━━━━━ Texte fourni

La première journée de réouverture des terrasses a tenu toutes ses promesses, avec en point d’orgue une soirée ensoleillée où les clients ont définitivement été au rendez-vous. Un soulagement pour beaucoup de professionnels.
Mercredi matin, un air de fébrilité règne rue des Pyrénées. Dans les bars qui bordent la deuxième plus longue rue de Paris, les clients et les patrons retrouvent leurs habitudes. Les cafés fument, les discussions s’engagent. « Quel plaisir de voir tous ces gens en terrasse, ça fait du bien ! » Cette phrase, presque trop banale, a été potentiellement celle prononcée le plus de fois ce mercredi 19 mai, et décrit bien le sentiment général : « enfin ».

━━━━━━━━━━
━━━━━ Données fournies

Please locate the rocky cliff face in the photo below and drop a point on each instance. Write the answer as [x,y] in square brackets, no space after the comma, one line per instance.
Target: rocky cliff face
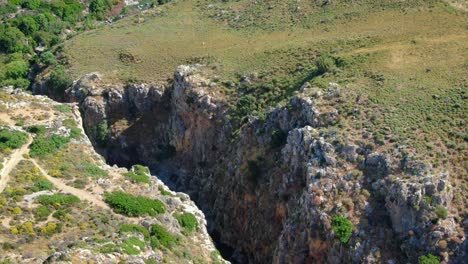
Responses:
[88,231]
[272,190]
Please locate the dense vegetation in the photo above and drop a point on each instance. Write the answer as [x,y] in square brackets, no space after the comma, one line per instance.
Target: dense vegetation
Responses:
[188,221]
[429,259]
[139,174]
[10,139]
[57,199]
[45,145]
[130,205]
[343,228]
[159,236]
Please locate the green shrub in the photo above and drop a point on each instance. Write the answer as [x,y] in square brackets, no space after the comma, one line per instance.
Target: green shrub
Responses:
[27,25]
[47,58]
[441,212]
[130,205]
[59,80]
[188,221]
[42,146]
[57,199]
[12,139]
[42,212]
[343,228]
[37,129]
[140,174]
[159,236]
[95,171]
[130,246]
[20,83]
[31,4]
[12,40]
[60,214]
[16,69]
[133,228]
[325,63]
[63,108]
[108,248]
[99,8]
[43,185]
[102,132]
[429,259]
[67,10]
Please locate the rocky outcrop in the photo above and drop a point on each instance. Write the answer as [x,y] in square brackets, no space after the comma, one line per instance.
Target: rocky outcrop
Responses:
[275,202]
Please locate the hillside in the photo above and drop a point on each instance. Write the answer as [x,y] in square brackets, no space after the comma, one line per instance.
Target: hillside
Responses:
[321,131]
[59,201]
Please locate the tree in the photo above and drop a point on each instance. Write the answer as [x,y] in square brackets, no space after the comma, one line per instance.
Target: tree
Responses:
[325,63]
[27,25]
[343,228]
[59,80]
[429,259]
[31,4]
[12,40]
[16,69]
[47,58]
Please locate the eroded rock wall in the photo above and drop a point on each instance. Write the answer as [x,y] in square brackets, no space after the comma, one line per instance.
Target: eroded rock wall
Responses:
[275,202]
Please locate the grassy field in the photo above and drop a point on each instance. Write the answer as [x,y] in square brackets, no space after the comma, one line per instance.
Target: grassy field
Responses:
[184,32]
[408,59]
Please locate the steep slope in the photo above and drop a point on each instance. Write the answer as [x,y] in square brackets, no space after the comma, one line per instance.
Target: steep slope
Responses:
[63,203]
[276,189]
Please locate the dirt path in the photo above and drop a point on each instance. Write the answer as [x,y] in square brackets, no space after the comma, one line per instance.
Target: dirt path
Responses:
[15,158]
[82,194]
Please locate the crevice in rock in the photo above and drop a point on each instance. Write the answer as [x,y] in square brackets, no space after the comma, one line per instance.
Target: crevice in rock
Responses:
[264,202]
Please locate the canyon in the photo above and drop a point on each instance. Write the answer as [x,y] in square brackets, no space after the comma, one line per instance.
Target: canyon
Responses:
[270,189]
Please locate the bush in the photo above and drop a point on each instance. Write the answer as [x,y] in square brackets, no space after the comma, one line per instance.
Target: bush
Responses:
[130,205]
[42,146]
[130,246]
[12,39]
[43,185]
[31,4]
[57,199]
[16,69]
[133,228]
[27,25]
[95,171]
[140,174]
[47,58]
[159,236]
[12,139]
[68,10]
[59,81]
[188,221]
[441,212]
[42,212]
[102,132]
[99,8]
[429,259]
[20,83]
[325,64]
[343,228]
[37,129]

━━━━━━━━━━

Consigne: Écrivez la suite du texte sur la réouverture des terrasses, s'il vous plaît, en partant de sa dernière phrase.

Réponse:
Dans les cafés, certains patrons prennent deux minutes pour retrouver leurs clients, renouer le lien. Les autres, plus nombreux, courent, nettoient, organisent et prévoient. « Je n’ai pas le temps, désolé », sera la deuxième phrase que nous avons le plus entendue ce matin-là. Et on peut les comprendre, après des mois de fermeture, ce nouveau départ signifie bien des fois de tout reprendre à zéro. « C’est comme si on rouvrait pour la première fois », confirme le serveur d’un café-bistrot à deux pas du grand paquebot rouge du ministère de l’Intérieur (Paris 20).
Place de la Comédie, Paris.
Rue de Charonne, boulevard Voltaire, place de la Comédie… Se répètent inlassablement les mêmes scènes, « normales » avant la covid. Certains clients attablés en terrasse prennent quelques minutes supplémentaires, cigarette au bec, et recommandent un deuxième espresso, quitte à arriver en retard au travail. « On prend notre temps, de toute façon le patron doit sûrement faire la même chose que nous, et tout le reste de l’entreprise d’ailleurs », plaisante l’un deux. Un air de fête nationale plane, comme un jour rendu à moitié férié par la réouverture tant attendue des bars et cafés.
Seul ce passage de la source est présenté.